TEXT SHOWN
Search code examples
uimaruta

FirstToken is not found for some reference-UIMA RUTA


FirstToken is not found for some reference(which contains space at the end).

Script:

DECLARE FirstToken, LastToken;

BLOCK(InRef) Reference{}{
    ANY{POSITION(Reference,1) -> MARK(FirstToken)};
    Document{-> MARKLAST(LastToken)};
}

Input Files:

1.  Ferreira, F.R., Prado, S.D., Carvalho, M.C, and Kraemer, F.B. (2015). Biopower and biopolitics in the field of food and nutrition. Revista de Nutrição, 28(1), 109-119. Available at http://dx.doi.org/10.1590/1415-52732015000100010. 
2.  Ali, S. (2007). Feminism and postcolonialism: Knowledge/politics. Ethnic and Racial Studies, 30(2), 191–212.  
3.  Forbes, D.A., King, K.M., Kushner, K.E., Letourneau, N.L., Myrick, A.F., and Profetto-McGrath, J. (1999). Warrantable evidence in nursing science. Journal of Advanced Nursing, 29(2), 373–379.

Solution

  • Annotations that start or end with something invisible are also not visible. This definition may sound unintuitive but is required for sequential matching.

    This happens most often if some annotation starts of ends with a space. It is recommended to remove/trim these spaces from the annotations, e.g., with:

    RETAINTYPE(WS); // or RETAINTYPE(SPACE, BREAK,...);
    Reference{-> TRIM(WS)};
    RETAINTYPE;
    

    You can also work on annotations that end with a space if you make spaces visible:

    RETAINTYPE(SPACE);
    

    Beside that, you can also use the MARKFIRST action like the MARKLAST action instead of the POSITION condition, which is extremely slow.

    DISCLAIMER: I am a developer of UIMA Ruta

REQUIRED TASK 1
Write out the part of the UIMA Ruta thread from "You can also work" up to and including "is extremely slow.".
REQUIRED TASK 2
Rewrite the paragraph of the UIMA Ruta thread that begins "Beside that, you can also use" in fewer words, keeping its main facts.

RECORDS SHOWN
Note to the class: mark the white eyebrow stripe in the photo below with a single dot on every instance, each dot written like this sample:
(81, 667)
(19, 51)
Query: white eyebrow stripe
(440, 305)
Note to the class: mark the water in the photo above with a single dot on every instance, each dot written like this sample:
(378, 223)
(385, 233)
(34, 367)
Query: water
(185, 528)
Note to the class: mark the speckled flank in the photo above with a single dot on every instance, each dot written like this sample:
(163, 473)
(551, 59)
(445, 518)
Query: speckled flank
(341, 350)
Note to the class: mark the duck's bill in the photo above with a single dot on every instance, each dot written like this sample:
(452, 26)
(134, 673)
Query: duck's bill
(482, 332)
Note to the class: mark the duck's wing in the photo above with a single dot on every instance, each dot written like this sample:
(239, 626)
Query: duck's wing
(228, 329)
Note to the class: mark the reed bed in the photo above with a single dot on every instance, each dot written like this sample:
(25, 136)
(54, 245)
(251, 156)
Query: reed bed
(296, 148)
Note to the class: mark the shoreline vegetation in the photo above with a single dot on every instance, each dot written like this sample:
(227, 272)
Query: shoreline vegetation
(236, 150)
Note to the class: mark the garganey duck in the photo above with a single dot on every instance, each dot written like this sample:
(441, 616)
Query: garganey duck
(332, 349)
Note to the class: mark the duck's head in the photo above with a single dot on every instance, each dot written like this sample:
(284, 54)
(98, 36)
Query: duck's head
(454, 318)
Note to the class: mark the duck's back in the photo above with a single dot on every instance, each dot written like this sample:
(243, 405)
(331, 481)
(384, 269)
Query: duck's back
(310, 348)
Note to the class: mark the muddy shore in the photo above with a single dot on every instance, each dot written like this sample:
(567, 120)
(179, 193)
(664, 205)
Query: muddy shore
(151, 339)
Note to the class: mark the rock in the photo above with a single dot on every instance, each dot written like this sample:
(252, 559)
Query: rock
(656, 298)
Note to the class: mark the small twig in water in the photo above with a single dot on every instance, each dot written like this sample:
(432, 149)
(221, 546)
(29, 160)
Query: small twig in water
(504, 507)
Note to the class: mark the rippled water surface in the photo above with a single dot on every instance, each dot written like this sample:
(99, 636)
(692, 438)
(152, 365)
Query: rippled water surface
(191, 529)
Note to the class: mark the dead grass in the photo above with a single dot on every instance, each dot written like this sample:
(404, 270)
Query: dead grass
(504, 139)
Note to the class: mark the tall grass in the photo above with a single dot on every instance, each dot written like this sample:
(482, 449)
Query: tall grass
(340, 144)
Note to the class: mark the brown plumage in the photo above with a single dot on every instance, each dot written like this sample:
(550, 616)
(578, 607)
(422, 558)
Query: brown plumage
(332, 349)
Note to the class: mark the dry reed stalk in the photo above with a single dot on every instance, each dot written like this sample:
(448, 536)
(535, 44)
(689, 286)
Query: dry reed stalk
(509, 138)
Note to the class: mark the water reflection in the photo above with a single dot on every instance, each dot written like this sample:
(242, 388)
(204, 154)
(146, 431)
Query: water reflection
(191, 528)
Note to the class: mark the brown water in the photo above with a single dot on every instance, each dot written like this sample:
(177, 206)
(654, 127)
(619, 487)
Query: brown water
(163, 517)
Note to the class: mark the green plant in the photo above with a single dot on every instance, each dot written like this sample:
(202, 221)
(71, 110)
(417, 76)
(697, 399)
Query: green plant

PROBLEM SOLUTION 1
You can also work on annotations that end with a space if you make spaces visible:

    RETAINTYPE(SPACE);
    

    Beside that, you can also use the MARKFIRST action like the MARKLAST action instead of the POSITION condition, which is extremely slow.

PROBLEM SOLUTION 2
The MARKFIRST action can be used, like MARKLAST, in place of the POSITION condition, which is extremely slow.